TUGAS:
• A. Tuliskan kembali bagian teks tentang tafsir maudhu'i, mulai dari "Dari uraian di" dan terus sampai "problem masyarakat itu.".
• B. Tentukan apakah tiap pernyataan berikut sesuai dengan teks tentang tafsir maudhu'i. Jawab ya atau tidak, lalu kutip kata-kata penentunya dari teks persis seperti tertulis. (i) Abdul Hay Al-farmawiy dan M. Quraish Shihab berbeda pendapat tentang langkah awal metode tafsir maudhu'i. (ii) Kesimpulan yang dihasilkan metode maudhu'i mudah dipahami. (iii) Metode maudhu'i membawa pembaca kepada petunjuk Al-Qur'an dengan mengemukakan berbagai pembahasan terperinci dalam satu disiplin ilmu.

BAGIAN TEKS:
☆ ☆ ☆ ☆

Dari uraian di atas, baik yang dikemukakan Abdul Hay Al-farmawiy maupun M.Quraish Shihab sama-sama sependapat bahwa langkah awal yang ditempuh dalam mempergunakan metode tafsir maudhu’i adalah menetapkan topik atau masalah yang akan dibahas kemudian menghimpun ayat-ayat yang mempunyai pengertian yang sama dengan topik dan dilengkapi dengan hadis-hadis yang relevan dengan pokok bahasan dan yang perlu dicatat topik yang dibahas diusahakan pada persoalan yang langsung menyentuh kepentingan msyarakat. agar Al-Qur’an sebagai petunjuk hidup dapat memberi jawaban terhadap problem masyarakat itu.


3.  Keistimewaan Tafsir Maudhu’i Menuntaskan Persoalan Masyarakat Kontemporer
Dari paparan di atas dapat diketahui bahwa tafsir maudhu’i mempunyai keistimewaan di dalam menuntaskan persoalan-persoalan masyarakat dibandingkan metode lainnya, antara lain :
a.        Menafsirkan ayat dengan ayat atau dengan hadis Nabi adalah suatu cara terbaik di dalam menafsirkan Al-Qur’an,
b.       Kesimpulan yang dihasilkan oleh metode maudhu’i mudah dipahami. Hal ini disebabkan ia membawa pembaca kepada petunjuk Al-Qur’an tanpa mengemukakan berbagai pembahasan terperinci dalam satu disiplin ilmu.Dengan demikian ia dapat membawa kita kepada pendapat Al-Qur’an tentang berbagai problem hidup disertai dengan jawaban-jawabannya. Hal ini membuktikan bahwa Al-Qur’an adalah petunjuk hidup.

☆ ☆ ☆ ☆

BAHAN:
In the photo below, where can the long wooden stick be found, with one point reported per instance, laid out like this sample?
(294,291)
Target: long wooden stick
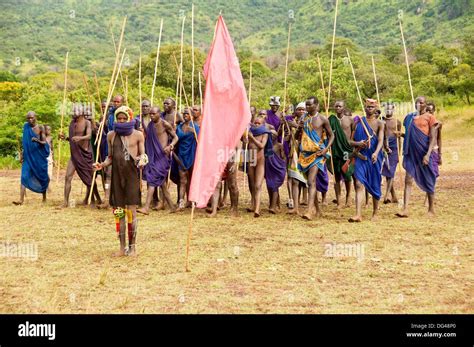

☆ ☆ ☆ ☆

JAWABAN TIAP TUGAS:
• A.
Dari uraian di atas, baik yang dikemukakan Abdul Hay Al-farmawiy maupun M.Quraish Shihab sama-sama sependapat bahwa langkah awal yang ditempuh dalam mempergunakan metode tafsir maudhu’i adalah menetapkan topik atau masalah yang akan dibahas kemudian menghimpun ayat-ayat yang mempunyai pengertian yang sama dengan topik dan dilengkapi dengan hadis-hadis yang relevan dengan pokok bahasan dan yang perlu dicatat topik yang dibahas diusahakan pada persoalan yang langsung menyentuh kepentingan msyarakat. agar Al-Qur’an sebagai petunjuk hidup dapat memberi jawaban terhadap problem masyarakat itu.

• B.
(i) Tidak: "sama-sama sependapat bahwa langkah awal yang ditempuh dalam mempergunakan metode tafsir maudhu’i"
(ii) Ya: "Kesimpulan yang dihasilkan oleh metode maudhu’i mudah dipahami."
(iii) Tidak: "tanpa mengemukakan berbagai pembahasan terperinci dalam satu disiplin ilmu"